- PROVIDED DATA
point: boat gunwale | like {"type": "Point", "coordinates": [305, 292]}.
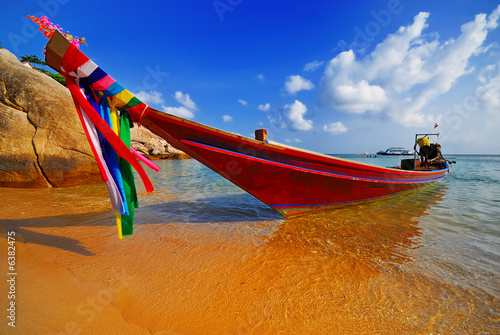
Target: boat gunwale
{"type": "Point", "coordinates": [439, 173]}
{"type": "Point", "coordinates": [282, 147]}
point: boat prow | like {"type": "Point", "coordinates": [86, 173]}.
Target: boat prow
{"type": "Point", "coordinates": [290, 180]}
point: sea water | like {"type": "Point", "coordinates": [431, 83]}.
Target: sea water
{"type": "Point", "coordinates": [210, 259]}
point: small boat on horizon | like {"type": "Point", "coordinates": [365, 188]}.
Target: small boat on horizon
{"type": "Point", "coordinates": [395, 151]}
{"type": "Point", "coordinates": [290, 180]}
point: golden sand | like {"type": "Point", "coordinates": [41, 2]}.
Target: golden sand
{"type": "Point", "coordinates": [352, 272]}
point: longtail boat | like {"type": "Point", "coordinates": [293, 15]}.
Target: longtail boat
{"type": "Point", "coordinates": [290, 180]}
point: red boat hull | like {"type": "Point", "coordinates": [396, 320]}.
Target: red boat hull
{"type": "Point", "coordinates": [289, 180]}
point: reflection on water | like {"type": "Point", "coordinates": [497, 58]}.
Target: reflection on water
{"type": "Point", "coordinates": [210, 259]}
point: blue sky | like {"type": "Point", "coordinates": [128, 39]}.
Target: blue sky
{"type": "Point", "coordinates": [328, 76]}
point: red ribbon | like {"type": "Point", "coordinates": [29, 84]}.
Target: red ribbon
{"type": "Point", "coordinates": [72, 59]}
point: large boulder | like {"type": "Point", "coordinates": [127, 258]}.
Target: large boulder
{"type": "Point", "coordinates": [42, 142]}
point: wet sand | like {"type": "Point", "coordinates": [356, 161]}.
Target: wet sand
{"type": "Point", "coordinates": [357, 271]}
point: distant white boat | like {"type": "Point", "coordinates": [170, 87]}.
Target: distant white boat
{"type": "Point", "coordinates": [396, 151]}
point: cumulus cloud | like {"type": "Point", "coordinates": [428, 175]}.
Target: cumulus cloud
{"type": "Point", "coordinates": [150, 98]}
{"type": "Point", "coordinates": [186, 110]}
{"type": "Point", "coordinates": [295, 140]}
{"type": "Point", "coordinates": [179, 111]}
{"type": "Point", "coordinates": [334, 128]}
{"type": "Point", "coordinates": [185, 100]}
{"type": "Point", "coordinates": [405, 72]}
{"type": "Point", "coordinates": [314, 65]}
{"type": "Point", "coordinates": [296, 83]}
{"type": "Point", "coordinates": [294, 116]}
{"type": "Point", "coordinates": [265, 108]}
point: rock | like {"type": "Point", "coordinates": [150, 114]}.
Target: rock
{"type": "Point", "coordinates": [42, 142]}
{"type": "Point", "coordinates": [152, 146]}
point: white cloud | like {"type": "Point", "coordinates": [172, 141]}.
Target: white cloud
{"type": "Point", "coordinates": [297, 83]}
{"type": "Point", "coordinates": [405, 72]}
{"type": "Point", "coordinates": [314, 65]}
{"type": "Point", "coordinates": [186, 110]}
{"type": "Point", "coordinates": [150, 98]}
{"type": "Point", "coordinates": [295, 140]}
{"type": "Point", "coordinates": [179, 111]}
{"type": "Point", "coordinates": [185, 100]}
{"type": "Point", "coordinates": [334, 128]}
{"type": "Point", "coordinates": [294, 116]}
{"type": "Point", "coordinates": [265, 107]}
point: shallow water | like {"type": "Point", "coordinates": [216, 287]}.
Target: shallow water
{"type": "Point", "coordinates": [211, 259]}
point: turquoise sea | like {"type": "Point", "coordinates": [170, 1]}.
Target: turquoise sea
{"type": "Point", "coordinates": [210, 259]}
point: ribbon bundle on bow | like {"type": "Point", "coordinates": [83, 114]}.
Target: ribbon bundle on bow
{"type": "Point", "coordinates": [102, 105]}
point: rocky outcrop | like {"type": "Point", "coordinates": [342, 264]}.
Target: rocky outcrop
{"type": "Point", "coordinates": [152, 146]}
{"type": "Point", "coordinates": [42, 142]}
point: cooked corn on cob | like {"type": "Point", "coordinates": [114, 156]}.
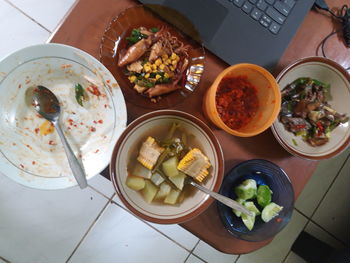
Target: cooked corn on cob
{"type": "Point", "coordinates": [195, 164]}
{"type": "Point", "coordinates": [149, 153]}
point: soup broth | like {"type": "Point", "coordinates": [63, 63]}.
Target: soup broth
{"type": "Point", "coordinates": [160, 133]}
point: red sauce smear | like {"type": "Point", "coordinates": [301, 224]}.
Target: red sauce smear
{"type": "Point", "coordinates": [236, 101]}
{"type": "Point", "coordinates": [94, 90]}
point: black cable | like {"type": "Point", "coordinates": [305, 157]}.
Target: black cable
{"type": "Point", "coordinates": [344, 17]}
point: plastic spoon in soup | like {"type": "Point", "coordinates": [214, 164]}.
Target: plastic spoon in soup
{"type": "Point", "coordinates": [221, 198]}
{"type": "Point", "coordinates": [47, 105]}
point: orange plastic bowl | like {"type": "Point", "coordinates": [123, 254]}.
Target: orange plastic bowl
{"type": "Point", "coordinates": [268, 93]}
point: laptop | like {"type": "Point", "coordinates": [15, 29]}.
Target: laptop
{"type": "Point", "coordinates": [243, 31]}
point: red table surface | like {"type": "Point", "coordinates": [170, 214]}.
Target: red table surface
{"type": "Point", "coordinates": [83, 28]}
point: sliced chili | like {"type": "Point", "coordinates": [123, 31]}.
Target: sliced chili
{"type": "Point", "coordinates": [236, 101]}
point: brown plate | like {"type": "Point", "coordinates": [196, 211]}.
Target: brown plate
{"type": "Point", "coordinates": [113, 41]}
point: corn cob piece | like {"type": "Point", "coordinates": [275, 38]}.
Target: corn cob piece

- WRITTEN TASK
Quote, without any change, each line from the one that contains "point: orange plastic" through the end of the material.

- TASK SOLUTION
point: orange plastic bowl | like {"type": "Point", "coordinates": [123, 254]}.
Target: orange plastic bowl
{"type": "Point", "coordinates": [268, 93]}
point: laptop | like {"type": "Point", "coordinates": [15, 29]}.
Target: laptop
{"type": "Point", "coordinates": [243, 31]}
point: red table surface | like {"type": "Point", "coordinates": [170, 214]}.
Target: red table surface
{"type": "Point", "coordinates": [83, 28]}
point: sliced chili | like {"type": "Point", "coordinates": [123, 31]}.
Target: sliced chili
{"type": "Point", "coordinates": [236, 101]}
point: brown plate | like {"type": "Point", "coordinates": [196, 211]}.
Target: brown plate
{"type": "Point", "coordinates": [113, 41]}
point: corn cob piece | like {"type": "Point", "coordinates": [275, 38]}.
Target: corn cob piece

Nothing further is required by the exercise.